[Alıştırma Yönergesi] Gazze ile ilgili aşağıdaki metne göre şu ifadelerin her birine evet ya da hayır diye karşılık verin ve her karşılığı metinde belirleyici olan sözleri tırnak içinde alıntılayarak destekleyin: 1. Gazze savaşı tam teşekküllü bir Haçlı savaşıdır. 2. Yıkımın ertelenmesi trajediyi kısaltır. 3. İşin başlangıcı Rabbin şeriatının hakim olmasıdır.

[Verilen Metin]
--

İslam ümmeti; izzetli Gazze Allah ile olan biatini yerine getirmiş, anlaşmasının şartlarını gerçekleştirmiş, İslam’ın izzeti ve kelimesinin yüceltilmesi uğrunda canlarını, ciğer parelerini ve mallarını feda etmiş ve sizin için geriye hiçbir mazeret bırakmamıştır; Allah’a yemin olsun ki biatiniz boyunlarınızda asılı durmakta olup Allah ile yapılan anlaşma sizin pranganız ve farz olan akdiniz ve ahdinizdir. Allah’a yemin olsun bunu yerine getirmekten başka bir kaçış ve kurtuluşunuz yoktur. Peki Gazze savaşı tam teşekküllü bir Haçlı savaşı iken ve Haçlı Batı tüm alçakları, ayak takımları ve ajanlarının pislikleriyle üzerine gelmişken sizin durumunuz nedir Allah aşkına; ümmet olarak sizin musibetiniz, akidevi devletinden, stratejik dayanağından, ordularından, silahlarından ve ümmetinin kucaklamasından yoksun mümin bir grubun desteksiz bir şekilde ve ciddi bir çıplaklıkla savaşa girmesi ve Haçlı ülkeleri, gazaba uğramış Yahudi varlığı ve ümmetin enerjisinin üstüne çöreklenen, güçlerini prangaya vuran ve onun davalarına karşı çıkan hain ve utanç verici rejimler gibi tüm alçak insanların onun üzerine üşüşmesidir.
Artık tufanınıza dahil olmanızın ve gecenizi karartan küfrü dürüp bükecek ve tüm bu trajedileri ve eziyetleri silecek büyük destanınızı gerçekleştirmenizin zamanı gelmedi mi ey Müslümanlar topluluğu?! Cahiliyeden daha da cahil olan dönemin egemen olduğu, en koyu karanlıkların kapladığı, yeryüzünün en lanetli yöneticilerinin iş başında olduğu ve şeytanın kuluçkaya yatıp civciv çıkardığı çağınıza gelince; işte bu sizin zamanınızın aksiyomudur. Aman ha kafanızı karıştırmayın ve kurtuluşunuzu istemeyin! zira bir Müslümanın kurtuluşu İslam’ı olduğu halde onun kurtuluşu istemesi artık utanç verici oldu!
Aksine sizler, imanınızda Allah’a sadık oldunuz, iradenizin ve kararlılığınızın ciddiyetini gösterdiniz ve şunu iyi biliniz ki, işin başlangıcı batıl felsefesi, sistemleri, rejimleri, hain ve ajan yöneticileriyle bu kara küfrün yıkılmasıdır. Zira yıkımın her ertelenmesi, trajedinizin ve perçeminiz elinde olana itaatsizliğin uzaması demektir. Bu yüzden işin sonu ve binanın gayesi Rabbinizin şeriatının hakim olmasıdır. Bu da Nebiniz Sallallahu Aleyhi ve Sellem’in Minhacı üzere Raşidi Hilafettir ki artık bundan sonra sapmayacak ve sıkıntıya düşmeyeceksiniz. Zira böylece tüm trajedileriniz son bulacak ve yaratıcınız, el-Bâriniz, Rabbiniz ve Mevlanız razı olacaktır.

--

[Ham Veri]
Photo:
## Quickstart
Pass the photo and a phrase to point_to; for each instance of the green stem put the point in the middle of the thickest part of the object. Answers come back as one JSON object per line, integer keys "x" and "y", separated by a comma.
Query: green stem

--

[Görev Sonucu]
1. Evet: "Gazze savaşı tam teşekküllü bir Haçlı savaşı iken"
2. Hayır: "Zira yıkımın her ertelenmesi, trajedinizin ve perçeminiz elinde olana itaatsizliğin uzaması demektir."
3. Hayır: "işin başlangıcı batıl felsefesi, sistemleri, rejimleri, hain ve ajan yöneticileriyle bu kara küfrün yıkılmasıdır"